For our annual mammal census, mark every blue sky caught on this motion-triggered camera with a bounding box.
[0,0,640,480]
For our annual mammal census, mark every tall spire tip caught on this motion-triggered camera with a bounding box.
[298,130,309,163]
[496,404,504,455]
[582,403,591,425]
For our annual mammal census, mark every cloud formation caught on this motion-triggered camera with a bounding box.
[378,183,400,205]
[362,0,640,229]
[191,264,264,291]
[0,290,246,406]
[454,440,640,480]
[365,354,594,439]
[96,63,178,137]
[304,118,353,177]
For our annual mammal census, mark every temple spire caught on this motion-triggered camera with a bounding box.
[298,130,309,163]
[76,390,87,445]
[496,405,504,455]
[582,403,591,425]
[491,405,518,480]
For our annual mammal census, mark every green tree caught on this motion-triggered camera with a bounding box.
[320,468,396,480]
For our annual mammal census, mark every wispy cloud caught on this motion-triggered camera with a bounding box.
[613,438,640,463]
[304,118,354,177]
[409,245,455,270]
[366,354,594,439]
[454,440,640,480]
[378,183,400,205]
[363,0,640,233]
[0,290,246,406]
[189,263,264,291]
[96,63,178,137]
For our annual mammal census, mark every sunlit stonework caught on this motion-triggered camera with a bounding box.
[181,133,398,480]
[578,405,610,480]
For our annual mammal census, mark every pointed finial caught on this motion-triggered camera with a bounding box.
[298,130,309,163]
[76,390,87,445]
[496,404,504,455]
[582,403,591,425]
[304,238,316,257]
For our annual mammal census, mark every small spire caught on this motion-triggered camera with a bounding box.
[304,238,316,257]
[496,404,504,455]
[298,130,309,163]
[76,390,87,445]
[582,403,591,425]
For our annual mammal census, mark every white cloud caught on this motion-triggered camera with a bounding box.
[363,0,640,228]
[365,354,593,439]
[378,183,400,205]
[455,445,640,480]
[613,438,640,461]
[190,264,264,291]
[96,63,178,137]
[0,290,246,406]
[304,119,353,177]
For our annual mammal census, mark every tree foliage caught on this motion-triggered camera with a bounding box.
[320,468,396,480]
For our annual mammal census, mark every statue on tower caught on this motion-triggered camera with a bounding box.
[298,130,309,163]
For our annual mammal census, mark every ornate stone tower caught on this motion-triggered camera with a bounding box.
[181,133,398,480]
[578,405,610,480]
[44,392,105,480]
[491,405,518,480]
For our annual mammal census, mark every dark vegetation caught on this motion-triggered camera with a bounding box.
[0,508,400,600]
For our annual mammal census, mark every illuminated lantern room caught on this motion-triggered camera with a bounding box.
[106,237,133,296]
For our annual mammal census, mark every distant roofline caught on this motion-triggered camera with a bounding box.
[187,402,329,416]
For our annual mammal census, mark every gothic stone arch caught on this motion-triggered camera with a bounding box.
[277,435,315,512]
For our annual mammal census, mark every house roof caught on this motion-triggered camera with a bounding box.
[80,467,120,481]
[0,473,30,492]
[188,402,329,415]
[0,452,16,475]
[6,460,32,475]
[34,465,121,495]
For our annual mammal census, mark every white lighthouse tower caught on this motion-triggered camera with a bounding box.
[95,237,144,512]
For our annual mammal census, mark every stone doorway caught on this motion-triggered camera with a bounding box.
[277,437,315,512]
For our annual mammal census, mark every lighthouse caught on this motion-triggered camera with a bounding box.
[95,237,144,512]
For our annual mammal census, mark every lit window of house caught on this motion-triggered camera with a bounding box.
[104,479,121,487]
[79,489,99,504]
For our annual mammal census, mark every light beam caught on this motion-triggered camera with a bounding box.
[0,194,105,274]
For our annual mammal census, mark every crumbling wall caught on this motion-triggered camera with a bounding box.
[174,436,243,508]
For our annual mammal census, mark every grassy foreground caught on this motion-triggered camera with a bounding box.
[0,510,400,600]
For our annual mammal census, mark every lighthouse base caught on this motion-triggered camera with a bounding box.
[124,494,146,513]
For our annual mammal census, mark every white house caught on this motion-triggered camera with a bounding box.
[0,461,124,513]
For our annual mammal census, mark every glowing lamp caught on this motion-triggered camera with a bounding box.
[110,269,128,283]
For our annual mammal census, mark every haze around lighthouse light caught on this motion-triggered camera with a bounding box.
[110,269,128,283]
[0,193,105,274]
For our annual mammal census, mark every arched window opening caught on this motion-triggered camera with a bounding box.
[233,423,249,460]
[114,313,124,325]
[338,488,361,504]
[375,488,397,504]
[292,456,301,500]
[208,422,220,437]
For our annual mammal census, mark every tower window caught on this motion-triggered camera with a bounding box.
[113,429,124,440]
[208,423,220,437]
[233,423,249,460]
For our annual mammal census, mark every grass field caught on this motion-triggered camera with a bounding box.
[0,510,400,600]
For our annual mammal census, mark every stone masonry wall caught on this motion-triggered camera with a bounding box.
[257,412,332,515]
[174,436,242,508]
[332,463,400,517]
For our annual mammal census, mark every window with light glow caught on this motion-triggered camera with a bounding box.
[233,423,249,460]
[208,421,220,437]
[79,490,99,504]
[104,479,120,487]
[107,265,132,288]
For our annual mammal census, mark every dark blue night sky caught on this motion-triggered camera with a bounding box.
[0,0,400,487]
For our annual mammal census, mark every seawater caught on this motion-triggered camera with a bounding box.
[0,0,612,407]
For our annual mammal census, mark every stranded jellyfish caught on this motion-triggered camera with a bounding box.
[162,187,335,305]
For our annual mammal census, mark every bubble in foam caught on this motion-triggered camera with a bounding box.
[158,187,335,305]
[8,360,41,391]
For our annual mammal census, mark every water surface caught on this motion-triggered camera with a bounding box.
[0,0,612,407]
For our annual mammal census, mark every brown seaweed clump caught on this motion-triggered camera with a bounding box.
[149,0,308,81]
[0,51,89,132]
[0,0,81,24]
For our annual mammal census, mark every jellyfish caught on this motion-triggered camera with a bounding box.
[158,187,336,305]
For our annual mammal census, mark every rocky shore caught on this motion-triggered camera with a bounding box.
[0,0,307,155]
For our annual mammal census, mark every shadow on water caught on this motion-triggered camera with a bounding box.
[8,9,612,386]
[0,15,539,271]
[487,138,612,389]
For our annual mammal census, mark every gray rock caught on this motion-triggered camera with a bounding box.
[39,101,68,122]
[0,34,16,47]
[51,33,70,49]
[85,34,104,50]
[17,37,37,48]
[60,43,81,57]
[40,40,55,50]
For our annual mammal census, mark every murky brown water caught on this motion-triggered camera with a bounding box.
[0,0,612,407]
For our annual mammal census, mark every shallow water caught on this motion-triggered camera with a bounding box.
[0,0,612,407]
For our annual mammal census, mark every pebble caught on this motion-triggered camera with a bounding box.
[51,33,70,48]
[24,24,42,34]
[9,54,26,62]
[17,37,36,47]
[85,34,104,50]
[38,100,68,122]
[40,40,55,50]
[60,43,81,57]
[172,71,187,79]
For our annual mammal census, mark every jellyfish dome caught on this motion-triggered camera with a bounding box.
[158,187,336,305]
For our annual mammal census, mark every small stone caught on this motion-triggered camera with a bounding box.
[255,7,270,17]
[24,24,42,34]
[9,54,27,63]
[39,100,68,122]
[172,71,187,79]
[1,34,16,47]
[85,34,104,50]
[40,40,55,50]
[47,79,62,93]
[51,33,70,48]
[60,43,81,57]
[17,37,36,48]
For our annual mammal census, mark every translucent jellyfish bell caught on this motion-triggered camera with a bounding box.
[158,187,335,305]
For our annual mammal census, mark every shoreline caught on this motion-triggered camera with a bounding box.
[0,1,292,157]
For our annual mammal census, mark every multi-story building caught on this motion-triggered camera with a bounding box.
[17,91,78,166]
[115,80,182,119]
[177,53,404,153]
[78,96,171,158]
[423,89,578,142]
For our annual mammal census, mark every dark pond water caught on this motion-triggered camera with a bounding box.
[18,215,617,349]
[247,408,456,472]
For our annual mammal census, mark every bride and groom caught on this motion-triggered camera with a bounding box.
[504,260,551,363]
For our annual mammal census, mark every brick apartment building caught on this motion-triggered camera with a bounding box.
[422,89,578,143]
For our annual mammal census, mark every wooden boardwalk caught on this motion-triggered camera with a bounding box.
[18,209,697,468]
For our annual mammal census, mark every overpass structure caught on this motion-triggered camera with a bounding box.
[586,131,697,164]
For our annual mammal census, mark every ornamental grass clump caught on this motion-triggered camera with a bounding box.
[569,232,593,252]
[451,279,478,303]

◆ EXERCISE GOAL ◆
Pick out every line in the records above that contains the word "window", and copy each of those lines in full.

◆ CORRECT OUTPUT ◆
For our annual mammal census, mark every lit window of house caught on this motion-triggered camera with a bounding box.
For our annual mammal census, mark every arched window opening caught on this motion-triggered camera with a bounding box.
For our annual mammal census, mark every tower window caught on this motion-triggered camera with a bounding box.
For our annual mammal census, mark every window with light glow caught on this motion-triggered camera with a bounding box.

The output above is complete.